Records from a point labeling set

■ ■ ■ ■

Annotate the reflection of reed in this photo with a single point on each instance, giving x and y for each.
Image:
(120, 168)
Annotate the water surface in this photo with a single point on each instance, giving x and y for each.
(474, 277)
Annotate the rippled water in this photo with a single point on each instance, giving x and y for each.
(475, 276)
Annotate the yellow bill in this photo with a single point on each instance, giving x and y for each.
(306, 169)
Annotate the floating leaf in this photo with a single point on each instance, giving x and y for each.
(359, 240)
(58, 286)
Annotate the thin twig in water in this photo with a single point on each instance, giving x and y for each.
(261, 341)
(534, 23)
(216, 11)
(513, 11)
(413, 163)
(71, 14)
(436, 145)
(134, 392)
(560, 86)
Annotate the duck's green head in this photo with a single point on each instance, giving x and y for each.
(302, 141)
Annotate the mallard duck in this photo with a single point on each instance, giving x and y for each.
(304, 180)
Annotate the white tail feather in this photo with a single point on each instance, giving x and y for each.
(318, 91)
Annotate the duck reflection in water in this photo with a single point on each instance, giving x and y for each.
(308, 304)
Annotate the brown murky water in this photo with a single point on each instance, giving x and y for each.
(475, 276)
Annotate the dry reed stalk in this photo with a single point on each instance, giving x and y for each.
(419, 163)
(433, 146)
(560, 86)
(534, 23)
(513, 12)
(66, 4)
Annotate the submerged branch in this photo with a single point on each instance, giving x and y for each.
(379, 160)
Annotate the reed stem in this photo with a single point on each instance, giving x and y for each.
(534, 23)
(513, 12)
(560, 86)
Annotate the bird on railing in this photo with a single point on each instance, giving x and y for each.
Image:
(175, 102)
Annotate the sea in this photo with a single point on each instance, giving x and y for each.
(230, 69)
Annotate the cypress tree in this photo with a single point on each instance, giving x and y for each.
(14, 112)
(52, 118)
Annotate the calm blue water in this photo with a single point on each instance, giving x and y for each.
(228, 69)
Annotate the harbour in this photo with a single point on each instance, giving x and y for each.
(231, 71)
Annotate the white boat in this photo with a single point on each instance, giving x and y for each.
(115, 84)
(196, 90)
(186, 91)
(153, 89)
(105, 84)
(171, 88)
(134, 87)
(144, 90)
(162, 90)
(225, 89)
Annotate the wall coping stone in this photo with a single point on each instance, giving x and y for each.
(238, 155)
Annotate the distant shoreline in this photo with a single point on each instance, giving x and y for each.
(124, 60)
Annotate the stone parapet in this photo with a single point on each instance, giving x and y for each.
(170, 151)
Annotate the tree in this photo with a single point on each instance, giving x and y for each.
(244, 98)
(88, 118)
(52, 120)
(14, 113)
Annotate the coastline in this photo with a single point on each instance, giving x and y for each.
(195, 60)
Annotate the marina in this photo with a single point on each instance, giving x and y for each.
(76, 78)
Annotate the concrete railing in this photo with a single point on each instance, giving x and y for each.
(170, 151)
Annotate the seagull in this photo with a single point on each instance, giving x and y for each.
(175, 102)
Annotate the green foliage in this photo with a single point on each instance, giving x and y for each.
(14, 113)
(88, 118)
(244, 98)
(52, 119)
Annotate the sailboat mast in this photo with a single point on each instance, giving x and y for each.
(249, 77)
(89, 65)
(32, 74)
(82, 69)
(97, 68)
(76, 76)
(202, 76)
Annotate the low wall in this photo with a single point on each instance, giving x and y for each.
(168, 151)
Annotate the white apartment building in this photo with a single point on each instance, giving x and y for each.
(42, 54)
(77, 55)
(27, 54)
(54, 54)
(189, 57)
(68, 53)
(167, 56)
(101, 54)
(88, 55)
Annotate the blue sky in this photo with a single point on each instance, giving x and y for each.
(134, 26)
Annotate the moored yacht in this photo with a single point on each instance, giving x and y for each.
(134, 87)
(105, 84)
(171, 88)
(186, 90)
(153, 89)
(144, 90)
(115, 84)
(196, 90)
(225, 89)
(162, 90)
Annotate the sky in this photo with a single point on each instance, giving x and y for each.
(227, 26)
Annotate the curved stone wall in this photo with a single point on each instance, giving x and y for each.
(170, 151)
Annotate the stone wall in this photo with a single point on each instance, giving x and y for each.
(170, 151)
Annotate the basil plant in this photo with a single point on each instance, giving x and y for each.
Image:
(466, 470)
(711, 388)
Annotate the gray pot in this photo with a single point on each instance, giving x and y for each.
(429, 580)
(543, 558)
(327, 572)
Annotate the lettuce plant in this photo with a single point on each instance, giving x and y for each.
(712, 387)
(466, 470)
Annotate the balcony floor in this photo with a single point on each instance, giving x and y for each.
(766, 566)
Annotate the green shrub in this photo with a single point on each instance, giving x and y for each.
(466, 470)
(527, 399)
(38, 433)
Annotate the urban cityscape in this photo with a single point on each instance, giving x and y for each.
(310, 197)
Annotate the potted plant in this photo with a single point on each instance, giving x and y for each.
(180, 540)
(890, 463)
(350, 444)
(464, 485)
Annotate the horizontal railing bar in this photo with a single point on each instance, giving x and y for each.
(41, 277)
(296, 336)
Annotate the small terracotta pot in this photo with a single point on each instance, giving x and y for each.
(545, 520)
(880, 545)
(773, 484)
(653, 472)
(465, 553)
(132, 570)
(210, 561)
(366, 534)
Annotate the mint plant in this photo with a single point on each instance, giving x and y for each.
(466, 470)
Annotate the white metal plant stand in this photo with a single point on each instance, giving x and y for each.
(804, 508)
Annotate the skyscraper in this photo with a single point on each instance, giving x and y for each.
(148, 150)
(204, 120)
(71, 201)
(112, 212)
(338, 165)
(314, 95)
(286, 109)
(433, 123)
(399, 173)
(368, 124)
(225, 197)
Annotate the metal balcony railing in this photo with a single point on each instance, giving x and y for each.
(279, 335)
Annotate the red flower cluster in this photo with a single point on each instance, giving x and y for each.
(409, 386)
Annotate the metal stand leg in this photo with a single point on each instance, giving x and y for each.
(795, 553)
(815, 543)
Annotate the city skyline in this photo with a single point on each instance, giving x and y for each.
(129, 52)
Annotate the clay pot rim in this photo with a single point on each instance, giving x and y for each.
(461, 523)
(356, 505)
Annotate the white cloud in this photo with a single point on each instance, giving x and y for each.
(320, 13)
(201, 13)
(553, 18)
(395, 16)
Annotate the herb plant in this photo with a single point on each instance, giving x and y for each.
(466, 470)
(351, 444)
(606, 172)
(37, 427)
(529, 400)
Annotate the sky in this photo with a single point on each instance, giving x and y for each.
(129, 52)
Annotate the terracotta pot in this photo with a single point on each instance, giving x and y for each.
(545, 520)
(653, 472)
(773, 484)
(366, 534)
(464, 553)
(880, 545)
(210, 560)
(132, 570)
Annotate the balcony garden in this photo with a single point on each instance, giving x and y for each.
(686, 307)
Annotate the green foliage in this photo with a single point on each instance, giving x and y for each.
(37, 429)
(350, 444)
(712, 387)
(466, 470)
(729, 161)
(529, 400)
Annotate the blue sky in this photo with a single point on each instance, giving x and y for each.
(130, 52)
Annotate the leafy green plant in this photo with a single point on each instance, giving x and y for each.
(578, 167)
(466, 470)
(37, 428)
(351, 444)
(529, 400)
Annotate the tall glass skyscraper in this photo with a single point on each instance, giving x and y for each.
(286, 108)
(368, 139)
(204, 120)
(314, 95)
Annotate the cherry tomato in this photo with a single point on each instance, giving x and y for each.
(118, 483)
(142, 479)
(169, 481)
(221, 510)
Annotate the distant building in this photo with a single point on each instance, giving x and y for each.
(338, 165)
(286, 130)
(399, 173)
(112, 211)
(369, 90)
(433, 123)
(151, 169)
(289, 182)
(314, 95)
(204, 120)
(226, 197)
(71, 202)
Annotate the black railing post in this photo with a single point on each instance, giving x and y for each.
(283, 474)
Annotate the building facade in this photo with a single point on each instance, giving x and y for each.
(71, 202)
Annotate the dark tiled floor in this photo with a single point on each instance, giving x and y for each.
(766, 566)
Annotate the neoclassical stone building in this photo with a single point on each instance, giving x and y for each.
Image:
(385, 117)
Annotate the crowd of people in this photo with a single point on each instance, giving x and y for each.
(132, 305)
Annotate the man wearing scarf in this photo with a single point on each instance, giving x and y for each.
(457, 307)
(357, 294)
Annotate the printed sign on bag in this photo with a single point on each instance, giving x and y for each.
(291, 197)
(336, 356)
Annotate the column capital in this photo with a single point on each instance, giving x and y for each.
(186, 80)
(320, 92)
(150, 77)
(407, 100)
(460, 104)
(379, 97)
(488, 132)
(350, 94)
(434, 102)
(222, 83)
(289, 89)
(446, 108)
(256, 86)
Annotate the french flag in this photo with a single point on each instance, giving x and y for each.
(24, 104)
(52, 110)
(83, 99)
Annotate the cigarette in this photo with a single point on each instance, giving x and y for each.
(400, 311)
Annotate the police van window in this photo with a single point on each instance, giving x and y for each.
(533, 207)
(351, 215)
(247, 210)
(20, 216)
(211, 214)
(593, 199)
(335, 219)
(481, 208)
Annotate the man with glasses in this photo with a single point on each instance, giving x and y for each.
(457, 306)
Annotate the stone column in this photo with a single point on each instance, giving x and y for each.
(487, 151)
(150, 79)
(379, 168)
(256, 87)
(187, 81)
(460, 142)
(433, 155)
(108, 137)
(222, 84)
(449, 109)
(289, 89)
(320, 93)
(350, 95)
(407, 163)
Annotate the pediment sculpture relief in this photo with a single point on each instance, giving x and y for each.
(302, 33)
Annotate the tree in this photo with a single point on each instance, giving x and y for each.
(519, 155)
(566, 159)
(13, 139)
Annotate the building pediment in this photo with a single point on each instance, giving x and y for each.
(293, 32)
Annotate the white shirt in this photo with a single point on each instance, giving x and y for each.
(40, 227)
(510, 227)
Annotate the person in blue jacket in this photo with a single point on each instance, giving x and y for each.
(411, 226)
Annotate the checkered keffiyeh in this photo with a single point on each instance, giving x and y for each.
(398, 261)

■ ■ ■ ■

:: Written task ::
Quote only the lines from the line containing "Annotate the man with" through the end of the listing, please, keeping both the first and the last line.

:: Response for this exercise ::
Annotate the man with glasses in this photo with a single point on each instance, giving x and y for each.
(457, 306)
Annotate the stone column in this photo with a single point on each instance, giving x and y for each.
(487, 151)
(150, 79)
(379, 168)
(256, 87)
(187, 81)
(460, 142)
(433, 155)
(108, 137)
(222, 84)
(449, 109)
(289, 89)
(320, 93)
(350, 95)
(407, 163)
Annotate the pediment sculpture relief in this photo with a single point on each instance, giving x and y for each.
(302, 33)
Annotate the tree in this photo with a single point on each instance, giving x and y for each.
(519, 155)
(566, 159)
(13, 139)
Annotate the building pediment in this photo with a single point on each instance, giving x and y for each.
(293, 32)
Annotate the white shirt in this photo with a single point on each instance, giving x and y for each.
(40, 227)
(510, 227)
Annotate the person in blue jacket in this photo with a single point on each instance, giving x and y for each.
(411, 226)
Annotate the checkered keffiyeh in this photo with a single point on each instance, giving x and y for each.
(398, 261)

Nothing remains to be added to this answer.